Stored dataset items:
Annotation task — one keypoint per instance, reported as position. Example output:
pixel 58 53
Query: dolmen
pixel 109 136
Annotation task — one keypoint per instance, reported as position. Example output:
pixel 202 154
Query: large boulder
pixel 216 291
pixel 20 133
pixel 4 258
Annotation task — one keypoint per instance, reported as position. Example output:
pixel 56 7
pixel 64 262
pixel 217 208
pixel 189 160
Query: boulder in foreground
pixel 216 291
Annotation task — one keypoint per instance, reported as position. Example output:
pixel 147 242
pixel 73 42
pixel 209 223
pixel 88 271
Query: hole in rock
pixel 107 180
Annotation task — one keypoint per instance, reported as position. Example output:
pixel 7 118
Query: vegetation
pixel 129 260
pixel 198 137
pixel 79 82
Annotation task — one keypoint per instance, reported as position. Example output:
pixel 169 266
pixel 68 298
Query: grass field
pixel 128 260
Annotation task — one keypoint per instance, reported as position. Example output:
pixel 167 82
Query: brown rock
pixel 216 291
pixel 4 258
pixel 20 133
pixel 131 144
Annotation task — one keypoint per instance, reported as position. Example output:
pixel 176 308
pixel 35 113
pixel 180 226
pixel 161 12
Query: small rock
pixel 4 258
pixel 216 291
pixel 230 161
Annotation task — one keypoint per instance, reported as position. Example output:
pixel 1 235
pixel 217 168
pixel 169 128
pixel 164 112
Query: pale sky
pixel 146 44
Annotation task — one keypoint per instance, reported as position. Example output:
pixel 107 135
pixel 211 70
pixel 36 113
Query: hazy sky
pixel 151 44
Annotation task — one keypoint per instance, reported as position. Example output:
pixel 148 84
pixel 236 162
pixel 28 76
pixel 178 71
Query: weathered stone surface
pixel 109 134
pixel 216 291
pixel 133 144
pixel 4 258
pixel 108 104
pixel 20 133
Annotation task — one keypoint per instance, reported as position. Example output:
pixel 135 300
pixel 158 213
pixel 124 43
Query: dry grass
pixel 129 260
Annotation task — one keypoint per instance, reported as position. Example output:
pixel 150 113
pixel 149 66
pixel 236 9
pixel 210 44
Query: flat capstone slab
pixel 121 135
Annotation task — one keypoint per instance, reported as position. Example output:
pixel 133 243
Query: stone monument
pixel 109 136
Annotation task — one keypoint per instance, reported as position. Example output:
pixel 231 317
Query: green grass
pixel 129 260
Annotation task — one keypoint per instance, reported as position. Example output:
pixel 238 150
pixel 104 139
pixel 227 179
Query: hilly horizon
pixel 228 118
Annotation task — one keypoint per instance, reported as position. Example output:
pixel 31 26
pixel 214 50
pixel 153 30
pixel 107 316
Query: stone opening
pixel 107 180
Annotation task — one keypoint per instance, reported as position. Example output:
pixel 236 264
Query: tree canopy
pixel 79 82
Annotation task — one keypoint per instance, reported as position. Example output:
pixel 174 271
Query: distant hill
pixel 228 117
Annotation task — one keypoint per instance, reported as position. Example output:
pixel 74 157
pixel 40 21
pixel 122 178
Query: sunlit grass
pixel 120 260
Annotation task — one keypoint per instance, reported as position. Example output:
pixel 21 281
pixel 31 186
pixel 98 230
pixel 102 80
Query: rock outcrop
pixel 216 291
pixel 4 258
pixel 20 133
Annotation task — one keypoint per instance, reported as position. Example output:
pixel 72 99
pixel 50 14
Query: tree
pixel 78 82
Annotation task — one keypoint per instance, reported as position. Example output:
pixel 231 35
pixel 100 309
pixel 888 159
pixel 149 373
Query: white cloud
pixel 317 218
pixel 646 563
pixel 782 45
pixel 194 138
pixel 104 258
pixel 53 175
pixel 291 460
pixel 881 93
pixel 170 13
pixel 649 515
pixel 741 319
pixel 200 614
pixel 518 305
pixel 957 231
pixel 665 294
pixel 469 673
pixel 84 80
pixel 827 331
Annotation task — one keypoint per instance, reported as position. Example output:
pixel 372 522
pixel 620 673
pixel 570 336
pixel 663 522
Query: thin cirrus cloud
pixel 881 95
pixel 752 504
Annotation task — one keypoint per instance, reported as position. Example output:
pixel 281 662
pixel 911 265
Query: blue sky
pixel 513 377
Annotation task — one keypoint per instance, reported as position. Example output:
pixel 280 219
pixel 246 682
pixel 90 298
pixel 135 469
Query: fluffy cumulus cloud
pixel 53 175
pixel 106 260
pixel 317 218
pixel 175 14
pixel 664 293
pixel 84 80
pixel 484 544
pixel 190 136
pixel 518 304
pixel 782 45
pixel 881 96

--

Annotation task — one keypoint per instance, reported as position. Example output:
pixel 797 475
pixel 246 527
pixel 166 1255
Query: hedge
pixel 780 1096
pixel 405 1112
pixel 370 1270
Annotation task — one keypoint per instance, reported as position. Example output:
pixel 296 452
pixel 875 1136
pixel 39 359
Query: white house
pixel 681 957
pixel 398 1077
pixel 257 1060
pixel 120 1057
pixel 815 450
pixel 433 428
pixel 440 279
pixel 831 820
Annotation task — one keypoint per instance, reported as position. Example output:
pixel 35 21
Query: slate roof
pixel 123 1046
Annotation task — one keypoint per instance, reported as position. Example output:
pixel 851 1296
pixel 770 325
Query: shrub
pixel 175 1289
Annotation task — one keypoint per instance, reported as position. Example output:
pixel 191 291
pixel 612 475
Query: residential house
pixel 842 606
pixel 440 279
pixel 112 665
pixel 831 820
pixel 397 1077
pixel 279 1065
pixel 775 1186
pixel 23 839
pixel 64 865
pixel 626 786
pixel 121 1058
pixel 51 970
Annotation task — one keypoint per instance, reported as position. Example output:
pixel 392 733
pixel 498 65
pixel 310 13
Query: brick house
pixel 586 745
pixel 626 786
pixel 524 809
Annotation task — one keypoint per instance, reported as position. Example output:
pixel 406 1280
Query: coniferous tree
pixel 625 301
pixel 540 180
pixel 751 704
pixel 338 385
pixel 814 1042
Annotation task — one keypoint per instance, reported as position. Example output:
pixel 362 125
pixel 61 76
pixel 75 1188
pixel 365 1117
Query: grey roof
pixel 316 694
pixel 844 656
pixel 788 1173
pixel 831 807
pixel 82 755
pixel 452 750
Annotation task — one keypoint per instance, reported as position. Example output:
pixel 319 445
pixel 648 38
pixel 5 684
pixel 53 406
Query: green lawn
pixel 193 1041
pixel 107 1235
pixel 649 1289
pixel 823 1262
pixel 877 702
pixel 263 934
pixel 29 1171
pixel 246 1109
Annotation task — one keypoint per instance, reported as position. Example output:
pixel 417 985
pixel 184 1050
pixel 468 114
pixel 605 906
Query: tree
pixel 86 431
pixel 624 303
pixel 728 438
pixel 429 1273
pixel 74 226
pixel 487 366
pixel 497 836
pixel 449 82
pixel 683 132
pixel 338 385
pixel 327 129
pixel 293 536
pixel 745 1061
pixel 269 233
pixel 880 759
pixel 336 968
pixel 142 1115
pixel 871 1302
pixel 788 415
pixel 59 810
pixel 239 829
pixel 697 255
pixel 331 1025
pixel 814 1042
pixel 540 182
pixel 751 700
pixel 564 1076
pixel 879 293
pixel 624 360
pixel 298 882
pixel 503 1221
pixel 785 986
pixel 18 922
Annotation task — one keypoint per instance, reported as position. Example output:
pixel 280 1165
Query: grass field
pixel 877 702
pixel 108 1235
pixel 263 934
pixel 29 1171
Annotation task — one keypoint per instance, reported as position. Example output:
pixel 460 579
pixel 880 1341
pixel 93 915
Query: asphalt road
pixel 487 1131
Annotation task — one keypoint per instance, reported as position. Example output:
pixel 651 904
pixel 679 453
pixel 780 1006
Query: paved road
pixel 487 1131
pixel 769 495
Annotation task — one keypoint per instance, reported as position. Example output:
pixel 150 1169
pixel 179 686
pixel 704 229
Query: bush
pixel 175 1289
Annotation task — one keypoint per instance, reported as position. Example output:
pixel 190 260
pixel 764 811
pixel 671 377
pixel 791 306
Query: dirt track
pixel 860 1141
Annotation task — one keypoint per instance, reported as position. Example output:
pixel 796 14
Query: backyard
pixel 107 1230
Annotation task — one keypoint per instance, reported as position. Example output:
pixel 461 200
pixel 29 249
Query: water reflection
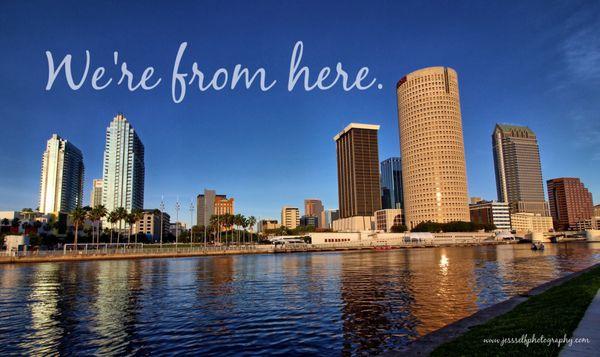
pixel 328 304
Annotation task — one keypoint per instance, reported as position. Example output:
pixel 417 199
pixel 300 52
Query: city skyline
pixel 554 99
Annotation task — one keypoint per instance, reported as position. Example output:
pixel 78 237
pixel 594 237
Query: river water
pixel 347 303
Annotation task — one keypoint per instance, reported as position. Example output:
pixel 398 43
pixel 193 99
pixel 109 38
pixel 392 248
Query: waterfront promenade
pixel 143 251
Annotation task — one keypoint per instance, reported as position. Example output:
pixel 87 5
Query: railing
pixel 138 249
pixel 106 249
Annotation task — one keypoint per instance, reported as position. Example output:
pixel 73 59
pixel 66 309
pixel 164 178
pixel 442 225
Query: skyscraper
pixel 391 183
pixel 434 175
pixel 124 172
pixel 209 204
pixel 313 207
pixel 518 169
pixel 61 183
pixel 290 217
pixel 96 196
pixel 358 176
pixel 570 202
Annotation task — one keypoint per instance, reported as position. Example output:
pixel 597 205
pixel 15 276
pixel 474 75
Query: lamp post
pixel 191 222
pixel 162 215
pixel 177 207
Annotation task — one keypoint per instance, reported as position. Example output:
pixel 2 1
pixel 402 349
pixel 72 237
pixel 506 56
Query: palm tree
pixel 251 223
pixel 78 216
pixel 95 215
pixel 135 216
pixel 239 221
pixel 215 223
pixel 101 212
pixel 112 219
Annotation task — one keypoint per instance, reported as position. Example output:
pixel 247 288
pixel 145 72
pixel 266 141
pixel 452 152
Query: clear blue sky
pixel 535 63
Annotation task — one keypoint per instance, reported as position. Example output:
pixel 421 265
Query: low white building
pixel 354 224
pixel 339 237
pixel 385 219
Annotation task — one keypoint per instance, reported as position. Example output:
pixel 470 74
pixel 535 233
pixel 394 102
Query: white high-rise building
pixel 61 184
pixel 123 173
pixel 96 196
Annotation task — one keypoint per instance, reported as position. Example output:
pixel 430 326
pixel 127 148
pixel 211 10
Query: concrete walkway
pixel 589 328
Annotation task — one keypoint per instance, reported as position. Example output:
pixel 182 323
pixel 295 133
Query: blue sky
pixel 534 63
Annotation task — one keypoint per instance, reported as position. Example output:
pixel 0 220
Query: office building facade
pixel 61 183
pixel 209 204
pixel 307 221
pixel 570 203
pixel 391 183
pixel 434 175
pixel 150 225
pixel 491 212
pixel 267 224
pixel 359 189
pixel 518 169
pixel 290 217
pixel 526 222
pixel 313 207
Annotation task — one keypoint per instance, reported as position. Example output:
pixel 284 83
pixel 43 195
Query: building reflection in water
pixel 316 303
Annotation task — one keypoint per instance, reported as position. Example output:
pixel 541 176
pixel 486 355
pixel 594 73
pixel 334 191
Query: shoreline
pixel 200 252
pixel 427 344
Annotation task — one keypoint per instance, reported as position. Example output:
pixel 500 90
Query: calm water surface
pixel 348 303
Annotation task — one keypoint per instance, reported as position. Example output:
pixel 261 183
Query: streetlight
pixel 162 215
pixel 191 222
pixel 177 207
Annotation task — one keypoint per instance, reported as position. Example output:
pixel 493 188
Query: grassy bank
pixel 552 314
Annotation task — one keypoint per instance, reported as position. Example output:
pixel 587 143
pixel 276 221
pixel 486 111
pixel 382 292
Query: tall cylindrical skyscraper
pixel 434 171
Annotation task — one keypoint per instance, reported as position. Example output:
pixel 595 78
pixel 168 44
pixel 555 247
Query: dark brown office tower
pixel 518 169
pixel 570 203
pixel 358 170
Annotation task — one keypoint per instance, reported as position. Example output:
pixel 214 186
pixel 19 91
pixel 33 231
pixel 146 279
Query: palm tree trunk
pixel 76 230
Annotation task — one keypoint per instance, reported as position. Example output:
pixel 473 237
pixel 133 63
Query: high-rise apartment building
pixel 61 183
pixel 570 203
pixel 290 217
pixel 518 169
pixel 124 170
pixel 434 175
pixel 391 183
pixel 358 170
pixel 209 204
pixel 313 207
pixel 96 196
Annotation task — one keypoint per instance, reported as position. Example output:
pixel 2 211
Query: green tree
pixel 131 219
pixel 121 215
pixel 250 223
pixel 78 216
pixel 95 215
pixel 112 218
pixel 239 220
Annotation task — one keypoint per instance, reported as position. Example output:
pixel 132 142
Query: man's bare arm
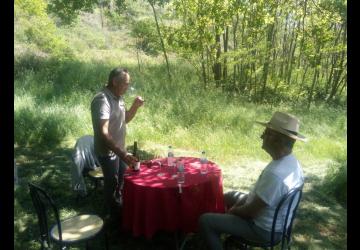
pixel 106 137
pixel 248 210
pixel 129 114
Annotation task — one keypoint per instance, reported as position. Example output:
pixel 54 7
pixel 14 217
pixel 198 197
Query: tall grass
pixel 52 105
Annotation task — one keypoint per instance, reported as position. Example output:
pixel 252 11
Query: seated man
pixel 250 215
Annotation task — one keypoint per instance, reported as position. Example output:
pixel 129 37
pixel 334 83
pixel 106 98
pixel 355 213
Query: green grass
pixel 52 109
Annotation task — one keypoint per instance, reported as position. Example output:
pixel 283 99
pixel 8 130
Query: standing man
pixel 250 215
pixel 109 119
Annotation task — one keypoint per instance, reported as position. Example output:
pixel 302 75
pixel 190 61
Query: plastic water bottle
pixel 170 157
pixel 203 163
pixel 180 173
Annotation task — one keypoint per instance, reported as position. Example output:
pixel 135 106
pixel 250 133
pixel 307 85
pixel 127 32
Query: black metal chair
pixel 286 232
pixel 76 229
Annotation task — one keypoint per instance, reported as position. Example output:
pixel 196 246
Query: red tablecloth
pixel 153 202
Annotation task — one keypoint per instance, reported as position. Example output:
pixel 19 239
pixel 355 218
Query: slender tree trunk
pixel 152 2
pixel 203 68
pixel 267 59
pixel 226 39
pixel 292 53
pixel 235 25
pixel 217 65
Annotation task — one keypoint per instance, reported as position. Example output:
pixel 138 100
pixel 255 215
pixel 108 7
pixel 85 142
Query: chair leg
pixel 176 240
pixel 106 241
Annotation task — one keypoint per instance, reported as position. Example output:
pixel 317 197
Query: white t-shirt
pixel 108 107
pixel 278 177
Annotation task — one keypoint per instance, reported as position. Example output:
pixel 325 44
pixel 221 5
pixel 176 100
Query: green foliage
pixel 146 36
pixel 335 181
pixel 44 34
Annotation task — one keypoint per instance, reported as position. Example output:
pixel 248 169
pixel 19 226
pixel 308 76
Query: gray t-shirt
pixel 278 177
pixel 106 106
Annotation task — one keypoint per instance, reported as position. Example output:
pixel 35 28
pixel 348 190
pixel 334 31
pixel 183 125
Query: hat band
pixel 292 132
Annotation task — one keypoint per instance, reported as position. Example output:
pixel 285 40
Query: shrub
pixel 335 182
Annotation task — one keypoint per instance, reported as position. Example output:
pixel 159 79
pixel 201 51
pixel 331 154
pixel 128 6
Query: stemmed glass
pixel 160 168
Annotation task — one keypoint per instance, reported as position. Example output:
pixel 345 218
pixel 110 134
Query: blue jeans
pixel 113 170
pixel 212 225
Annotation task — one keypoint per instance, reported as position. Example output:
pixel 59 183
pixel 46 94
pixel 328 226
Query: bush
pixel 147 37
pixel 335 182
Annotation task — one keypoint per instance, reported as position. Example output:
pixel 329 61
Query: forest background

▶ [GIVEN INSTRUCTION]
Find every line in the rows above that contains the word "surface", and copy each one.

▶ [SOLVED EXERCISE]
Query: weathered stone surface
Query: calm water surface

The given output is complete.